2020 was a time for us gamers to shine and now with the release of the Alienware Gaming and Social Distancing Survey it seems thousands of non gamers have become (chanting) one of us! The survey, undertaken by Dell Technologies premium gaming brand, Alienware, surveyed 1,000 Australians over the age of 18.
The survey found that people’s attitudes towards gaming have drastically changed since the pandemic. The majority of those surveyed now have a positive attitude towards playing games and believe it to be a “healthy means of physical distancing and social connection.”
One in ten (9%) of participants said they started gaming during the at-home restrictions; based on the population, this means there are 762,000 new gamers in Australia. A number of those surveyed also stated, according to Ben Jackson, the general manager of Dell Technologies, that Australian’s have been turning to gaming to find “genuine connection and sense of community.” 50% of Aussies believe that the social aspect of gaming is more important than the game itself and 44% use gaming to connect with their family and friends.
2020 has been highly stressful for the best of us and it seems that Australians are using gaming to help with their mental health. 78% claimed that gaming helped them stay positive during social distancing, whilst 59% highlighted how the social aspects of gaming has helped with their overall happiness and wellbeing.
Gaming is also being looked at differently by parents. 73% of parents said they felt that video games are a great way for their child to interact with their friends in a safe way. More parents now recognise the educational benefits of gaming. Jackson commented that “Half of the respondents stated they have always thought video games have an educational element and recognise that it’s more than just ‘playtime’. We know from our previous research gaming can help us become more strategic thinkers, improve hand-eye coordination and increase reaction times. Some even stated that gaming can help improve their teamwork and leadership skills, which can be beneficial to gamers in other aspects of life.”
44% of parents/caregivers say that they’ve even started playing video games with their kids online with 43% saying their kids have taught them how to play. Cute!
This news is refreshing seeing as gaming can sometimes be seen in a negative light. Though even the World Health Organisation, who announced too much gaming could lead to a gaming disorder, changed their tune on gaming this year. They teamed up with gaming companies such as Riot Games and Activision Blizzard to encourage people to use gaming to stay connected to their mates via the hashtag #PlayApartTogether.If one good thing comes out of COVID, it may just be that society will see the benefits in gaming.

- [TO DO]:
- a) Retype part of the text about the Alienware gaming survey word for word, beginning at the words "44% of parents/caregivers" and stopping after the words "benefits in gaming.".
- b) According to the text about the Alienware gaming survey, what percentage of parents said video games are a great way for their child to interact with friends safely?

- [Stored data entries]:

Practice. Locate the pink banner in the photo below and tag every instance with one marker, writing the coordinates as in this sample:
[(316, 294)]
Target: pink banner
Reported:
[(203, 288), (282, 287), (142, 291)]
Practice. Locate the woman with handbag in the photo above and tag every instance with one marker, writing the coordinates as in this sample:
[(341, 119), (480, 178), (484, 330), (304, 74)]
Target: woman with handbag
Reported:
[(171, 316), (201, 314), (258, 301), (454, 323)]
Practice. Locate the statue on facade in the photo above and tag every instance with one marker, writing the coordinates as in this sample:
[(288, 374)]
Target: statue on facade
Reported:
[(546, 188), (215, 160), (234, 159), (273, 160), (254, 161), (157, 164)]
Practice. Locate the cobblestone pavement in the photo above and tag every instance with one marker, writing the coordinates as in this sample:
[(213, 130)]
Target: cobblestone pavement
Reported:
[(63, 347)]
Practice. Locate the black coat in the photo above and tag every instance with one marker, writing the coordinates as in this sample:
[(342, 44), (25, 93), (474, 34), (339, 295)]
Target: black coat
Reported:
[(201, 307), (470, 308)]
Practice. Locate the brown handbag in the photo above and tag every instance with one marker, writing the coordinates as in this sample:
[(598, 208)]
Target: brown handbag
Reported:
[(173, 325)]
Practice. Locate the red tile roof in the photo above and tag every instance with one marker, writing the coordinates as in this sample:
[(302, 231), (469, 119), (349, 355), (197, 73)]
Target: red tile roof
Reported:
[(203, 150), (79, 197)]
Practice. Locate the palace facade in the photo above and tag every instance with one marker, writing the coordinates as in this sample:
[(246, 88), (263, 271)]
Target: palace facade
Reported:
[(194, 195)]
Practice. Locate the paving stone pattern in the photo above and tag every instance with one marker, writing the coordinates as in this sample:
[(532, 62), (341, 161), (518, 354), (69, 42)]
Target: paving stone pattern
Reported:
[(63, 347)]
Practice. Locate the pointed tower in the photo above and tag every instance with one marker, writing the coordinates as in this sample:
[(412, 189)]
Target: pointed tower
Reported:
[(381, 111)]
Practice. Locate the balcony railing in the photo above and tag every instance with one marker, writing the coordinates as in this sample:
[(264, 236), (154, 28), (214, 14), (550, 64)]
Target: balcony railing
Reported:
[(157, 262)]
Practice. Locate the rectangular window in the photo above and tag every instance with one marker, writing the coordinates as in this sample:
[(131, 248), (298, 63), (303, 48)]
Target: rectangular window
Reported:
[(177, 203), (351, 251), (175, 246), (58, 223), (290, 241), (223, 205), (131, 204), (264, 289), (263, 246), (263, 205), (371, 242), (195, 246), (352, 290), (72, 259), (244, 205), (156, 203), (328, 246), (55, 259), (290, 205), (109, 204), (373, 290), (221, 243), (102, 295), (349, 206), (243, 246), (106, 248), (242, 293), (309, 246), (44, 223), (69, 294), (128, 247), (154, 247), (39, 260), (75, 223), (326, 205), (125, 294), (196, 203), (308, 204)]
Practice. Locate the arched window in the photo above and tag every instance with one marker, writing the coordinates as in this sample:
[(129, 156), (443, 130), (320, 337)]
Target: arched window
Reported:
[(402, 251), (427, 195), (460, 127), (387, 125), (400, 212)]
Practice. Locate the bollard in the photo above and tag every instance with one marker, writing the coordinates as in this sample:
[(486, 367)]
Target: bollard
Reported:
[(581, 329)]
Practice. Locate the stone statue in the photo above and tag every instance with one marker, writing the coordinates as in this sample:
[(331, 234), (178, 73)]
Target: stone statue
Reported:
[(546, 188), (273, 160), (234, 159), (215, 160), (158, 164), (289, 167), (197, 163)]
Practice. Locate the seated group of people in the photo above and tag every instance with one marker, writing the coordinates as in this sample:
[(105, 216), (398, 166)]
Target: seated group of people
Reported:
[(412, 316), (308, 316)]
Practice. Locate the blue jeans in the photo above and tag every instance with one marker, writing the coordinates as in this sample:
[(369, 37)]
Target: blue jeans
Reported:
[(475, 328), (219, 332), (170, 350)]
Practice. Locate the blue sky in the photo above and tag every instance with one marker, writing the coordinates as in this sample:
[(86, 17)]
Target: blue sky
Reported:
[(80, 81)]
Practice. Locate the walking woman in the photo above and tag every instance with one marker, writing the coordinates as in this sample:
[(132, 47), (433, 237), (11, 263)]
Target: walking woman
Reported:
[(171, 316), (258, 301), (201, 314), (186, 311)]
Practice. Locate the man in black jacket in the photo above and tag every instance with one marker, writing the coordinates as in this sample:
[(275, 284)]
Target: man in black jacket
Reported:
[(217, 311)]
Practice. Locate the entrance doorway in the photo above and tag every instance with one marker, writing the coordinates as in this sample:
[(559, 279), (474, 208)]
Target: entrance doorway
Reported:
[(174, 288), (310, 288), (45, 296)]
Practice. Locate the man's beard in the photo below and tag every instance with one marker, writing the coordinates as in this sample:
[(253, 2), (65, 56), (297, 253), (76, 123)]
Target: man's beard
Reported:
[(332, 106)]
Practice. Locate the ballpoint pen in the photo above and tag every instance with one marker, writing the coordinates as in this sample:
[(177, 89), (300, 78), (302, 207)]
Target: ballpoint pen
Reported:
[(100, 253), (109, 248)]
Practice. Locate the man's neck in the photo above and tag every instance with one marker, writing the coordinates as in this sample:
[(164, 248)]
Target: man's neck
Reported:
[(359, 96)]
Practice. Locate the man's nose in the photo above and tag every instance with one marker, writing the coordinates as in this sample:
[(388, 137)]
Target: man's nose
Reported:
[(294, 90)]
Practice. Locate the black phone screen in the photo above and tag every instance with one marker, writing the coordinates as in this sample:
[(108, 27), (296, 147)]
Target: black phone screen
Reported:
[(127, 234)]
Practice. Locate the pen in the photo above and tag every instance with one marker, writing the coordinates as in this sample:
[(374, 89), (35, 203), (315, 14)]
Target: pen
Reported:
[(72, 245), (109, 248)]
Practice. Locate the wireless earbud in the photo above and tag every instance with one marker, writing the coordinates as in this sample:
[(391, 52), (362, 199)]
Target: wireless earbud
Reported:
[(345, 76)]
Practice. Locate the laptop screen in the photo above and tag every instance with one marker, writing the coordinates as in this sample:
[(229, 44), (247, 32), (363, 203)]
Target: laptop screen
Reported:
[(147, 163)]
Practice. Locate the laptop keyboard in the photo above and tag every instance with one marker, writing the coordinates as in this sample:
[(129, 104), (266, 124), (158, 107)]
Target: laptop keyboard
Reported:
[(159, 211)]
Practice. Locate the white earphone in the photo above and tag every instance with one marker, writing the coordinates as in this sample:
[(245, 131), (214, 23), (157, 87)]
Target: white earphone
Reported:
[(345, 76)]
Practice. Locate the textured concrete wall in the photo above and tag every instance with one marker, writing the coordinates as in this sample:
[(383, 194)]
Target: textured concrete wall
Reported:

- [ANSWERS]:
- a)
44% of parents/caregivers say that they’ve even started playing video games with their kids online with 43% saying their kids have taught them how to play. Cute!
This news is refreshing seeing as gaming can sometimes be seen in a negative light. Though even the World Health Organisation, who announced too much gaming could lead to a gaming disorder, changed their tune on gaming this year. They teamed up with gaming companies such as Riot Games and Activision Blizzard to encourage people to use gaming to stay connected to their mates via the hashtag #PlayApartTogether.If one good thing comes out of COVID, it may just be that society will see the benefits in gaming.

- b) 73% of parents said so.